Task inputs -
- Opening Delimiter -
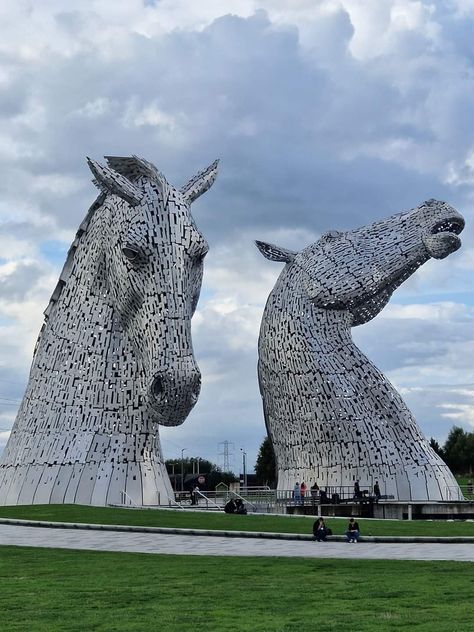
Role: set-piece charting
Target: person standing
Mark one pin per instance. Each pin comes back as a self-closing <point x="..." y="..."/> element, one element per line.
<point x="314" y="492"/>
<point x="377" y="493"/>
<point x="297" y="493"/>
<point x="357" y="493"/>
<point x="320" y="530"/>
<point x="302" y="491"/>
<point x="353" y="532"/>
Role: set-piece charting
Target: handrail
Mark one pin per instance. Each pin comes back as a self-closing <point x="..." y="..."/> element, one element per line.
<point x="207" y="499"/>
<point x="172" y="500"/>
<point x="243" y="499"/>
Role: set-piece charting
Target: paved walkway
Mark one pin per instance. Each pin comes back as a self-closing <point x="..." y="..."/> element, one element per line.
<point x="202" y="545"/>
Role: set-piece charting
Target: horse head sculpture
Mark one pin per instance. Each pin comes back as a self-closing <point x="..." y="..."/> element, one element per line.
<point x="114" y="358"/>
<point x="330" y="413"/>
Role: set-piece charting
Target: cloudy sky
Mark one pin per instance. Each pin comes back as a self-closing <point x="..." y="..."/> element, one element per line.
<point x="326" y="114"/>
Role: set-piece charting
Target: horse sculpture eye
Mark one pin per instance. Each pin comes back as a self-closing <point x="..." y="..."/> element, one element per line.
<point x="130" y="253"/>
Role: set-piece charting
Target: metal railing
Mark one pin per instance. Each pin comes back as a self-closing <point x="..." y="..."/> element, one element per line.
<point x="123" y="499"/>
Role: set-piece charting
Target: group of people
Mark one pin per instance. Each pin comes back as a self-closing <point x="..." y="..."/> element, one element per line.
<point x="320" y="495"/>
<point x="321" y="531"/>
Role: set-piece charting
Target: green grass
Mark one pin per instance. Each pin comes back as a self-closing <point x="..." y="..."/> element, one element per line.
<point x="209" y="520"/>
<point x="53" y="590"/>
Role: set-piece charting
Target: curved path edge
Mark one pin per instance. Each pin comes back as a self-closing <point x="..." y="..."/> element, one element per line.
<point x="234" y="534"/>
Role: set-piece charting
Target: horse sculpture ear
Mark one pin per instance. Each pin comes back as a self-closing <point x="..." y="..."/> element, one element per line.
<point x="275" y="253"/>
<point x="200" y="183"/>
<point x="109" y="181"/>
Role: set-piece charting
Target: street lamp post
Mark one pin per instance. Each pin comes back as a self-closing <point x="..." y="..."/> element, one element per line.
<point x="244" y="466"/>
<point x="182" y="469"/>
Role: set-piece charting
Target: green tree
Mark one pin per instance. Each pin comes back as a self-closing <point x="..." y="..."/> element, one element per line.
<point x="436" y="447"/>
<point x="265" y="467"/>
<point x="212" y="472"/>
<point x="458" y="450"/>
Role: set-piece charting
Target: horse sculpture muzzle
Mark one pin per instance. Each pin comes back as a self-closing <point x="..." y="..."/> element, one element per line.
<point x="173" y="394"/>
<point x="443" y="238"/>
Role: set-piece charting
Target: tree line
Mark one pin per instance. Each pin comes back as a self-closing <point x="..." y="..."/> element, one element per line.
<point x="457" y="452"/>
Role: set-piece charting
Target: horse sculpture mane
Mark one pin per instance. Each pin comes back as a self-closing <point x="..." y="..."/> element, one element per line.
<point x="331" y="415"/>
<point x="114" y="358"/>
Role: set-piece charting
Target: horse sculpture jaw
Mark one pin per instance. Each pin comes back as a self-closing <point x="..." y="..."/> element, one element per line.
<point x="172" y="397"/>
<point x="443" y="239"/>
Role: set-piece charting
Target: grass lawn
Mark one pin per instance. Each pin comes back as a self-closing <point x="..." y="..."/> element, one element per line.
<point x="210" y="520"/>
<point x="49" y="590"/>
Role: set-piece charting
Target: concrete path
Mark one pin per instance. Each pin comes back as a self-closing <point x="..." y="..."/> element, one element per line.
<point x="201" y="545"/>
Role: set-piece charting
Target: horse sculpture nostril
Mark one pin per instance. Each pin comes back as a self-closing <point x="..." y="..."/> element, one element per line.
<point x="157" y="387"/>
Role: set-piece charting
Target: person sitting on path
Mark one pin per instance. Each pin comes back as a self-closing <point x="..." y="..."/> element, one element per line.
<point x="353" y="532"/>
<point x="320" y="531"/>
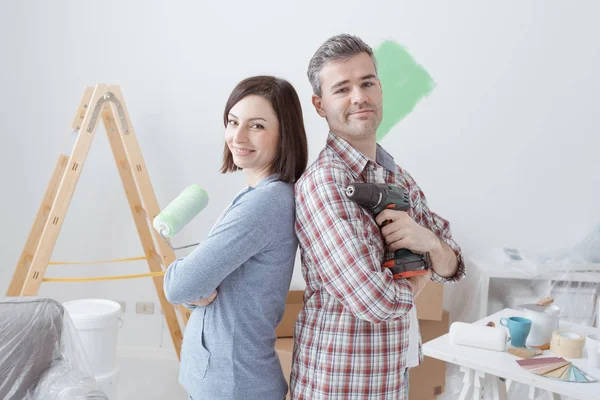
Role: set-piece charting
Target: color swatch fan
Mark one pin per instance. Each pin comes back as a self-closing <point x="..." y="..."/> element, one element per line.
<point x="555" y="368"/>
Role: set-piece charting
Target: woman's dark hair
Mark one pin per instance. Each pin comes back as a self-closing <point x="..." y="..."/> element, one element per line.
<point x="292" y="155"/>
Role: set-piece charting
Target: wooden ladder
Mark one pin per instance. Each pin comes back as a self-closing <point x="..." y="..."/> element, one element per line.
<point x="106" y="103"/>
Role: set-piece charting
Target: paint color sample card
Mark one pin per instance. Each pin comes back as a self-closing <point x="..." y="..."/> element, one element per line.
<point x="555" y="368"/>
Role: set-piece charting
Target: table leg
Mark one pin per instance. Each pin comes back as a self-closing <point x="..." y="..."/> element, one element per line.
<point x="467" y="383"/>
<point x="552" y="395"/>
<point x="499" y="388"/>
<point x="531" y="392"/>
<point x="478" y="376"/>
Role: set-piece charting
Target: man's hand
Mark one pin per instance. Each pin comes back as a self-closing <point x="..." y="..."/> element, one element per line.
<point x="205" y="302"/>
<point x="419" y="282"/>
<point x="404" y="233"/>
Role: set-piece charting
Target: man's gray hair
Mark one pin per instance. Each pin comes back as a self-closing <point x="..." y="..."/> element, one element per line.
<point x="336" y="48"/>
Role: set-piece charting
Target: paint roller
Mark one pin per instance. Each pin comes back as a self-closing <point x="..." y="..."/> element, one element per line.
<point x="180" y="212"/>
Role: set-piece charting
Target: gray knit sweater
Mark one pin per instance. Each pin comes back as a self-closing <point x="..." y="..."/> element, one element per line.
<point x="228" y="350"/>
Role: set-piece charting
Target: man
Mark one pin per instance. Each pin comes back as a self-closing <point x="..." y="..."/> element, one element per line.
<point x="357" y="333"/>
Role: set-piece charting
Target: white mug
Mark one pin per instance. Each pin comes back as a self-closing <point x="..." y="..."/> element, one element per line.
<point x="592" y="346"/>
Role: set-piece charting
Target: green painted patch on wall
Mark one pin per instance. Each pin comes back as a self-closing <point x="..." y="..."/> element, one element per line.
<point x="404" y="84"/>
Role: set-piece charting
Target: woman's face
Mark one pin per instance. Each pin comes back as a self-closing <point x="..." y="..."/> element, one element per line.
<point x="252" y="135"/>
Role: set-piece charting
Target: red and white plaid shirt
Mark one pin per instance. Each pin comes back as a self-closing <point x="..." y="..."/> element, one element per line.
<point x="351" y="336"/>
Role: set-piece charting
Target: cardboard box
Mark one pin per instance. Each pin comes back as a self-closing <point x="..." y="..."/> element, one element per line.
<point x="284" y="348"/>
<point x="429" y="303"/>
<point x="292" y="309"/>
<point x="427" y="381"/>
<point x="429" y="307"/>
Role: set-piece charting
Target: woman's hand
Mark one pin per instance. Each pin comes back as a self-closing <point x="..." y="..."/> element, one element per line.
<point x="205" y="302"/>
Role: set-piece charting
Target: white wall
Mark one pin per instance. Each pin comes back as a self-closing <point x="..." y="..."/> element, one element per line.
<point x="505" y="147"/>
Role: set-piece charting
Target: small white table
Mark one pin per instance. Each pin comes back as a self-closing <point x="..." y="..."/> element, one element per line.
<point x="498" y="369"/>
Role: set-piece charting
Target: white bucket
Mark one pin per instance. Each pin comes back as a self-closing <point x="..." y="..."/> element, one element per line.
<point x="108" y="383"/>
<point x="97" y="323"/>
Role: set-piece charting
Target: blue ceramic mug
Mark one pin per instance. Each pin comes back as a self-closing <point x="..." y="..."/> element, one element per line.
<point x="518" y="328"/>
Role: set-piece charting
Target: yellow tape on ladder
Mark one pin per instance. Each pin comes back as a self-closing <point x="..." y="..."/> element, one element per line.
<point x="102" y="278"/>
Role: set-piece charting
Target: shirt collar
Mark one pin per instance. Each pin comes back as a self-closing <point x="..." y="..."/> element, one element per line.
<point x="354" y="159"/>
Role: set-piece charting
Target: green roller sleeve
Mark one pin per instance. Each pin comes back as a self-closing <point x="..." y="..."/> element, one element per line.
<point x="181" y="211"/>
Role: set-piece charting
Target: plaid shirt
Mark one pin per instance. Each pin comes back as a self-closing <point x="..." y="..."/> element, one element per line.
<point x="351" y="336"/>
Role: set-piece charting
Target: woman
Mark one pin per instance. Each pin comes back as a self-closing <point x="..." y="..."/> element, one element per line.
<point x="237" y="280"/>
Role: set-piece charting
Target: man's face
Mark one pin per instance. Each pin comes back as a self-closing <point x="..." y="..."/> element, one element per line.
<point x="351" y="97"/>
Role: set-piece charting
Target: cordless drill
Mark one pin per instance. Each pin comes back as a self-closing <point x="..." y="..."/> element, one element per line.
<point x="378" y="197"/>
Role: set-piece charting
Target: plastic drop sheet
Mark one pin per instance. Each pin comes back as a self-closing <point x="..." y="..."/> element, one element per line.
<point x="41" y="356"/>
<point x="499" y="278"/>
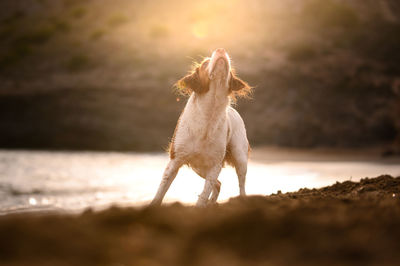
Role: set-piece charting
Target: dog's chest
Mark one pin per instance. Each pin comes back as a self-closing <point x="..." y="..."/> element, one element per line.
<point x="200" y="138"/>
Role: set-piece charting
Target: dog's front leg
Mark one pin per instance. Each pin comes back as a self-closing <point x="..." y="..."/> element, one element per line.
<point x="211" y="182"/>
<point x="169" y="175"/>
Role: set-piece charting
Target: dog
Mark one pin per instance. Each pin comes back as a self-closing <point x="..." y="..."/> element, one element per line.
<point x="209" y="132"/>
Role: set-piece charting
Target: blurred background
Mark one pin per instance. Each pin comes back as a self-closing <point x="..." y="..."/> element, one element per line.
<point x="99" y="75"/>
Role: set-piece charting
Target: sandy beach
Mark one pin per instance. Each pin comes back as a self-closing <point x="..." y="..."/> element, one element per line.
<point x="348" y="223"/>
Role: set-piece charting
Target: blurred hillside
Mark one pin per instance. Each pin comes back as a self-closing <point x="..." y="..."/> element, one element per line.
<point x="97" y="74"/>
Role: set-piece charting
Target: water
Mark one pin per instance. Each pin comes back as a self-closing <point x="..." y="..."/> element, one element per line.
<point x="73" y="181"/>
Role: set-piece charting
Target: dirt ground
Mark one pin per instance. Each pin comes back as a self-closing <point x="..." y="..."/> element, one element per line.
<point x="349" y="223"/>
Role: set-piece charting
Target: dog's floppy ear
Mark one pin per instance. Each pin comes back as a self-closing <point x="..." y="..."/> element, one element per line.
<point x="238" y="87"/>
<point x="190" y="83"/>
<point x="236" y="84"/>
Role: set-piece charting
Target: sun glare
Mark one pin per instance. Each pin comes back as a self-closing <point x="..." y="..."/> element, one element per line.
<point x="200" y="30"/>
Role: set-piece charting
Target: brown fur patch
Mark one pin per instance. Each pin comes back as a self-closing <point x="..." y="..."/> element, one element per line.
<point x="197" y="81"/>
<point x="238" y="87"/>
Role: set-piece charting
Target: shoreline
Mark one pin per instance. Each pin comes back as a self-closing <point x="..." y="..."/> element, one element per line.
<point x="345" y="223"/>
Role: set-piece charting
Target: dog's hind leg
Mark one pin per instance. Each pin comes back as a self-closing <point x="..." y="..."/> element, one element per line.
<point x="215" y="191"/>
<point x="240" y="158"/>
<point x="210" y="184"/>
<point x="169" y="175"/>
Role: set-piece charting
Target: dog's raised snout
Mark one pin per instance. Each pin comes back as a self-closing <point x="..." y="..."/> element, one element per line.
<point x="220" y="51"/>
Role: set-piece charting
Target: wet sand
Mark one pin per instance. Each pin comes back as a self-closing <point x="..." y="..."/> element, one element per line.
<point x="347" y="223"/>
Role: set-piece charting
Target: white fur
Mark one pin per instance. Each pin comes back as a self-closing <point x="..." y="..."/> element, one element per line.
<point x="207" y="127"/>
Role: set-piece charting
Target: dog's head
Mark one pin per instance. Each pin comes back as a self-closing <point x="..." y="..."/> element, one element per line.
<point x="214" y="70"/>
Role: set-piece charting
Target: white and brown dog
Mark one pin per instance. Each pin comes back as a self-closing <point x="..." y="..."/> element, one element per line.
<point x="209" y="131"/>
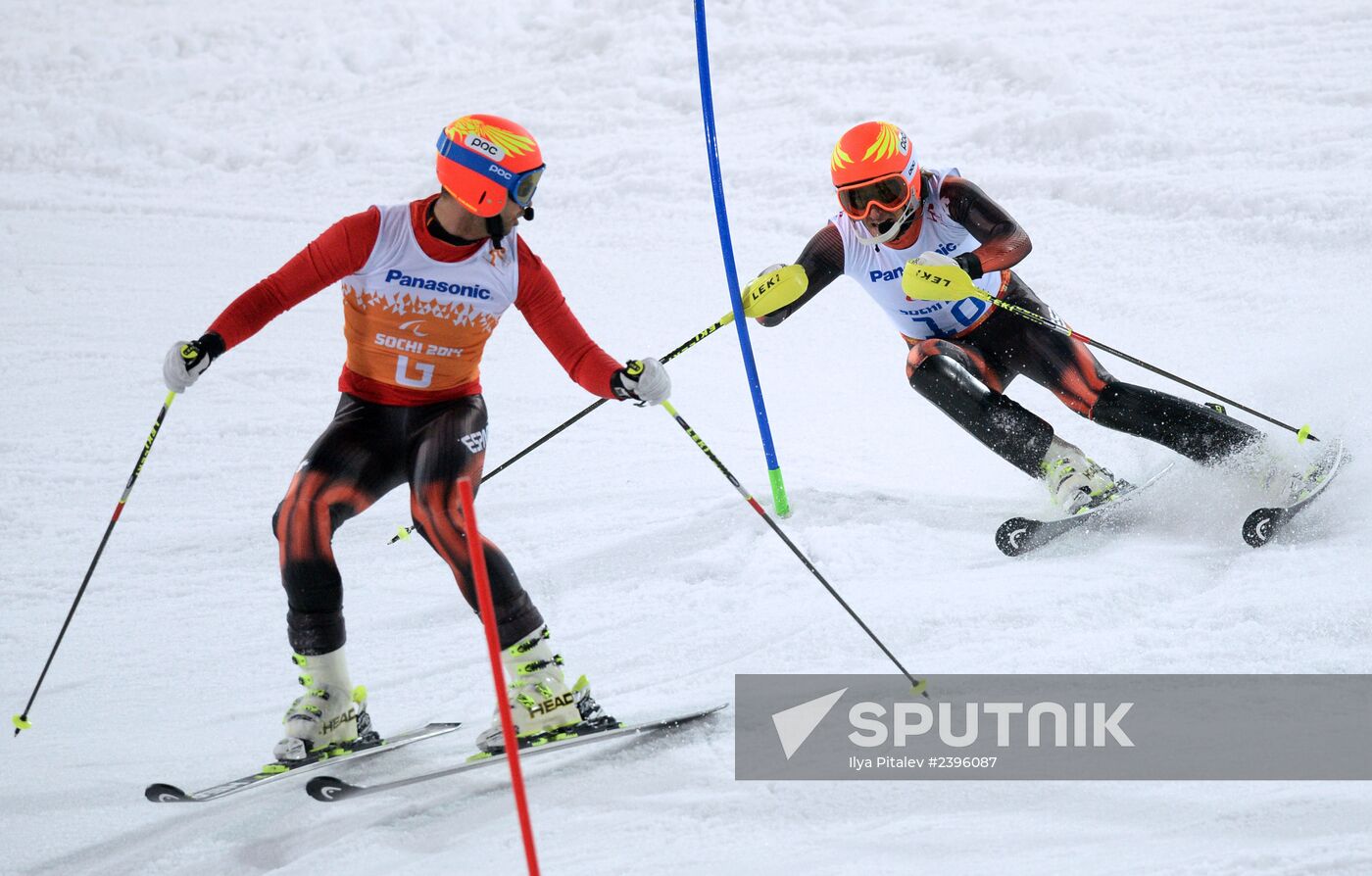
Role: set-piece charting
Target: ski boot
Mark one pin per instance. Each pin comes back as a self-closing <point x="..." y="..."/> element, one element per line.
<point x="1074" y="481"/>
<point x="329" y="714"/>
<point x="542" y="705"/>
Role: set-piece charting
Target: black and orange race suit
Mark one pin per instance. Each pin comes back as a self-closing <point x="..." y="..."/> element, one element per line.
<point x="966" y="376"/>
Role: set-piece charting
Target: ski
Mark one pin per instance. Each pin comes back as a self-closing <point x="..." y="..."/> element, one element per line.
<point x="162" y="793"/>
<point x="1264" y="524"/>
<point x="328" y="789"/>
<point x="1019" y="535"/>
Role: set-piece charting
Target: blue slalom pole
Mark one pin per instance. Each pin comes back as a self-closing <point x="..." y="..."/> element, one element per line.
<point x="707" y="105"/>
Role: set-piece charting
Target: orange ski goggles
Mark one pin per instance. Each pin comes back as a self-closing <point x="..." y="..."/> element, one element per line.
<point x="889" y="193"/>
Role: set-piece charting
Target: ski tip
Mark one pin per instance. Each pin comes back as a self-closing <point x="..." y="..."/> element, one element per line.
<point x="1261" y="525"/>
<point x="326" y="789"/>
<point x="165" y="794"/>
<point x="1012" y="538"/>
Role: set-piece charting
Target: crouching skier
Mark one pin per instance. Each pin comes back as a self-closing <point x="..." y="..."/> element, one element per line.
<point x="424" y="285"/>
<point x="964" y="354"/>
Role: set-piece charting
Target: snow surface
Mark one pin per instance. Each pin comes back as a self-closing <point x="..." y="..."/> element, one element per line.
<point x="1196" y="178"/>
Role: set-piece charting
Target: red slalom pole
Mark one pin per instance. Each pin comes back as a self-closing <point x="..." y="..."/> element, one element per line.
<point x="483" y="598"/>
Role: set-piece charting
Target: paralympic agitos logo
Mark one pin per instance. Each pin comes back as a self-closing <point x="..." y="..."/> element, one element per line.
<point x="436" y="285"/>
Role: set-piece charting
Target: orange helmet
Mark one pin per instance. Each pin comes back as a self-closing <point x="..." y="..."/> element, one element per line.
<point x="486" y="159"/>
<point x="874" y="164"/>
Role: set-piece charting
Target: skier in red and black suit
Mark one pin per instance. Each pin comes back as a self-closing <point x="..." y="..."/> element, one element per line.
<point x="964" y="354"/>
<point x="424" y="285"/>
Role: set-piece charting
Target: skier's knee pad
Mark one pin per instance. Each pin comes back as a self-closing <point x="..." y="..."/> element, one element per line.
<point x="316" y="632"/>
<point x="1191" y="429"/>
<point x="1002" y="424"/>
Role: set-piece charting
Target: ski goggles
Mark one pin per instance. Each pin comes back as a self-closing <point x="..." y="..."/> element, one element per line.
<point x="889" y="193"/>
<point x="520" y="185"/>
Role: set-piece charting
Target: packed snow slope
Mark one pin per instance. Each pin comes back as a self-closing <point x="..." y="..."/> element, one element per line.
<point x="1196" y="179"/>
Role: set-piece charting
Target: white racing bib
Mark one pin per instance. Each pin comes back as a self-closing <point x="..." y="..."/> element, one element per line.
<point x="878" y="270"/>
<point x="421" y="323"/>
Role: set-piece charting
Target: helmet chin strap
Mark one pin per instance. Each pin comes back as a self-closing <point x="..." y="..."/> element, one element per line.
<point x="892" y="227"/>
<point x="496" y="227"/>
<point x="496" y="230"/>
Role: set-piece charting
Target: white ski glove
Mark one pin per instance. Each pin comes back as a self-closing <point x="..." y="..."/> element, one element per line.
<point x="188" y="360"/>
<point x="935" y="258"/>
<point x="645" y="381"/>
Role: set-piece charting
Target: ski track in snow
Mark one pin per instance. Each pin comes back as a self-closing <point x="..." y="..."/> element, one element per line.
<point x="1194" y="178"/>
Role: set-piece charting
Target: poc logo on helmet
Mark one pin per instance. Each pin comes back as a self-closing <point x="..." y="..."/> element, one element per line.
<point x="484" y="147"/>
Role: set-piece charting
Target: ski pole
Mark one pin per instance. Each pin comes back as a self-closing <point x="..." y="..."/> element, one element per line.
<point x="763" y="296"/>
<point x="949" y="282"/>
<point x="919" y="686"/>
<point x="21" y="721"/>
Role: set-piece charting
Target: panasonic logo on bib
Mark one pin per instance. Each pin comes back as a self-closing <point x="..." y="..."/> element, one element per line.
<point x="436" y="285"/>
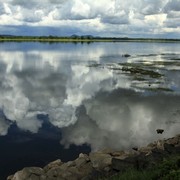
- Closing Delimiter -
Work required - Within the entries, determine the count of lines containing the string "blurred" and output it alone.

Task answer - 2